Given entries:

=-=-=-=-=

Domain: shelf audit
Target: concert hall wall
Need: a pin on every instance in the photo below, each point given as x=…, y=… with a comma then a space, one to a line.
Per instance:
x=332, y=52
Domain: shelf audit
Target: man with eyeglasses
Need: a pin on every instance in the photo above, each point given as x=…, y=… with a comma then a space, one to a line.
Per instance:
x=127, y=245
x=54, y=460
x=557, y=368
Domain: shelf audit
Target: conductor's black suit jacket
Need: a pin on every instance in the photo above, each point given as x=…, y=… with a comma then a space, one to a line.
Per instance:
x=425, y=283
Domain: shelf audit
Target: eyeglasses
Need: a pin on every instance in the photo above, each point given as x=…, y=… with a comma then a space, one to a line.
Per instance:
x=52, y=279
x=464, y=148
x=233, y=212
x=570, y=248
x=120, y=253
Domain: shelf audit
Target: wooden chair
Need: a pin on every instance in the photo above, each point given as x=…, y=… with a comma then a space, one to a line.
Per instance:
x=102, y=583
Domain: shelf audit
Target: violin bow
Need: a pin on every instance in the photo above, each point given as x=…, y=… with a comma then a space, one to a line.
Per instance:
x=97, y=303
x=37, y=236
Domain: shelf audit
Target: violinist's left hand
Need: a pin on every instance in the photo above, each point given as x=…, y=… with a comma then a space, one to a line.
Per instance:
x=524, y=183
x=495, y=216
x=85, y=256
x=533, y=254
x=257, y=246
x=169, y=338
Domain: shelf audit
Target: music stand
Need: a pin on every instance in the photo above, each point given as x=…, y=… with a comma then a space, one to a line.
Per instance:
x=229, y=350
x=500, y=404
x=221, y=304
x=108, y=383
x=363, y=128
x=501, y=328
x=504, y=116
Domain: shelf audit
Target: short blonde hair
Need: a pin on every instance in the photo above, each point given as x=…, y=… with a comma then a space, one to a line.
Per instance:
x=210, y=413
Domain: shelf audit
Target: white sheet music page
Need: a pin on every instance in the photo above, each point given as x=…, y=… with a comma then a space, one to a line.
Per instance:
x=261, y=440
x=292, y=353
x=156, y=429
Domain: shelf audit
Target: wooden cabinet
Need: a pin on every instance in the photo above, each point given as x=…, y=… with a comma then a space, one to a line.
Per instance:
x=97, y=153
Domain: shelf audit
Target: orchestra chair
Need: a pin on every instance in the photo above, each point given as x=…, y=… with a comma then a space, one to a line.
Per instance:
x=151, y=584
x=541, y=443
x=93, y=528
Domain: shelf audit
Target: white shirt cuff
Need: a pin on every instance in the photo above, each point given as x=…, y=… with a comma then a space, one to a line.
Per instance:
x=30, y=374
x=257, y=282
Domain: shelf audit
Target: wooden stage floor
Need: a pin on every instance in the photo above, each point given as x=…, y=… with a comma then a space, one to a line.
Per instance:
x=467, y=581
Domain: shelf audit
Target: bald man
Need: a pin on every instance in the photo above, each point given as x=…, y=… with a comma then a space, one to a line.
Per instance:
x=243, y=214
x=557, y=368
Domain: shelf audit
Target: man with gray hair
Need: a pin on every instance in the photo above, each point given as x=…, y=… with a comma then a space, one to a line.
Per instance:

=-=-=-=-=

Short exercise:
Retype every one of the records above line for line, with no changes.

Output of the exercise:
Domain: shelf audit
Target: concert hall wall
Need: a pin on every instance in the photo below, each point given as x=…, y=… with a comma then a space, one to a line.
Per instance:
x=332, y=52
Domain: shelf audit
Target: man with eyeglasses
Need: a pin on every instance in the photo above, each point given as x=…, y=… with a comma then a space, one to a line.
Per instance:
x=127, y=245
x=54, y=460
x=557, y=368
Domain: shelf audit
Target: conductor's black suit jacket
Need: a pin on every instance in the photo above, each point given as x=…, y=… with a comma then a space, one to a line.
Per instance:
x=425, y=283
Domain: shelf audit
Target: eyeglasses
Need: a pin on every instance in the photo above, each point given as x=…, y=… with a comma then a space, one to a line.
Per instance:
x=52, y=279
x=464, y=148
x=233, y=212
x=570, y=248
x=120, y=253
Domain: shelf audit
Target: wooden chair
Need: a pin on every instance in the photo above, each point given as x=…, y=… with a comma then a space, one to a line.
Per instance:
x=102, y=583
Domain: shelf audit
Target: violin bow
Need: a pin on every instance in the photo above, each point given as x=…, y=… with a comma then a space, one to a line.
Per instance:
x=97, y=303
x=37, y=236
Domain: shelf audit
Target: violinist's left hand
Need: a pin on every instance in the photo above, each point given as x=…, y=… with a comma then a space, one to a line.
Per instance:
x=524, y=183
x=495, y=216
x=85, y=256
x=533, y=254
x=257, y=246
x=169, y=338
Domain: shelf audit
Target: music stand
Need: a pin on every instance in the photo above, each point given as x=…, y=… with a comma then a space, one to a line.
Per instance:
x=229, y=350
x=500, y=404
x=221, y=304
x=108, y=383
x=363, y=128
x=501, y=328
x=504, y=116
Domain: shelf audit
Target: short blonde hair
Need: a pin on every instance in the photo above, each point given as x=…, y=… with a comma then a space, one to a line.
Per instance:
x=210, y=413
Domain: shelf audit
Target: white sheet music page
Need: a pin on every instance in the photo above, each point given as x=…, y=… with a comma then a space, one to a line.
Per instance:
x=261, y=440
x=292, y=353
x=156, y=429
Domain: shelf audit
Target: wooden cabinet
Need: a pin on every instance in the photo above, each point given as x=…, y=… with a comma then a space, one to a line.
Per instance:
x=97, y=153
Domain: shelf audit
Target: orchestra chair
Need: a pin on every instance in the photo above, each point given as x=…, y=… with a comma then a space, one to a line.
Per instance:
x=151, y=584
x=541, y=443
x=93, y=528
Domain: shelf audit
Target: white shirt cuff
Need: a pin on every instance in the photo above, each point given as x=…, y=… with a comma then a space, one to a line.
Per instance:
x=30, y=374
x=257, y=282
Domain: shelf audit
Target: wooden stage floor
Need: a pin on every instance in the photo above, each point given as x=…, y=… with a comma then a space, one to a line.
Per instance:
x=467, y=581
Domain: shelf audit
Target: bald man
Need: a pin on every instance in the photo above, each point given as x=…, y=… with a comma then a space, one to a line.
Per instance:
x=243, y=214
x=557, y=368
Domain: shelf audit
Target: man with gray hair
Need: a pin on every instance in the photo above, each point given as x=…, y=… with a comma then a space, one to a line.
Per instance:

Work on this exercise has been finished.